• Task: Within the records below, find each line with the word "instance" and copy it out.

• Given data:
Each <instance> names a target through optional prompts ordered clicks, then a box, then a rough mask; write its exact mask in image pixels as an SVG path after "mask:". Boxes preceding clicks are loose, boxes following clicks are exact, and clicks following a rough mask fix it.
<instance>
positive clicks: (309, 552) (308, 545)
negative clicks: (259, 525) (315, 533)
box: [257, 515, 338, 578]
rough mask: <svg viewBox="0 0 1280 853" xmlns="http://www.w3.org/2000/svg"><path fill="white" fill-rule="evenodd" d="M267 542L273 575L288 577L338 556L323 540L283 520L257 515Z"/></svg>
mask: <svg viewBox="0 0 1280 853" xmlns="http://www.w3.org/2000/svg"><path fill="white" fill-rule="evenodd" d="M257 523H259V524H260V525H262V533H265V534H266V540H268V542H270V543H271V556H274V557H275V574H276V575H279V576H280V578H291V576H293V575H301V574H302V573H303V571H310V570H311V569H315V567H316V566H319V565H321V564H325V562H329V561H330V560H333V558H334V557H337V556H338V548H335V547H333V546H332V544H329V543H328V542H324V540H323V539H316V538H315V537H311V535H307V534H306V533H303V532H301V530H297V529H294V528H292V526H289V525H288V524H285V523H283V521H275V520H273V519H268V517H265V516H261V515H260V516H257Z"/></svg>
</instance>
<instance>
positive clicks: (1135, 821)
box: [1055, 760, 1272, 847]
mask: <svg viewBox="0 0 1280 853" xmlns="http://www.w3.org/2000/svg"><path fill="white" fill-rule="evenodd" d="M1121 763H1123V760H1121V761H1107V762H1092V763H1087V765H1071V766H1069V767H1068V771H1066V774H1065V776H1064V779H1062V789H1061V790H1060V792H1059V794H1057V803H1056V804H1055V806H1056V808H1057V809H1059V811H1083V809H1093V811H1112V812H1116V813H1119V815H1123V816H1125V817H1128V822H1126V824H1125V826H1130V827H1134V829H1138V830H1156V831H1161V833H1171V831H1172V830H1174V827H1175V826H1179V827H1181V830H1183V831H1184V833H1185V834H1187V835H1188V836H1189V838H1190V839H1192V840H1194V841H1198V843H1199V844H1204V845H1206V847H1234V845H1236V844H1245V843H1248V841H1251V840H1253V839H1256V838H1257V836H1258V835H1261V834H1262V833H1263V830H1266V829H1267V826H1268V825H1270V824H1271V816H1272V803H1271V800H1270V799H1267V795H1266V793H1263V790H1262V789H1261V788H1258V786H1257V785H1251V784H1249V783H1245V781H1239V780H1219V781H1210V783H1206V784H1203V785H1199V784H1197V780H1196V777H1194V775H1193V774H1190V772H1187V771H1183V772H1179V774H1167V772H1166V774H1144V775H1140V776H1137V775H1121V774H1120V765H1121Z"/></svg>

• Task solution:
Each <instance> names a target through optional prompts ordered clicks, then a box, then a rough mask; write its exact mask in image pixels as an SVG path after "mask:". Boxes preceding clicks are loose, boxes following clicks are exact, and clicks following a rough mask fix it.
<instance>
</instance>
<instance>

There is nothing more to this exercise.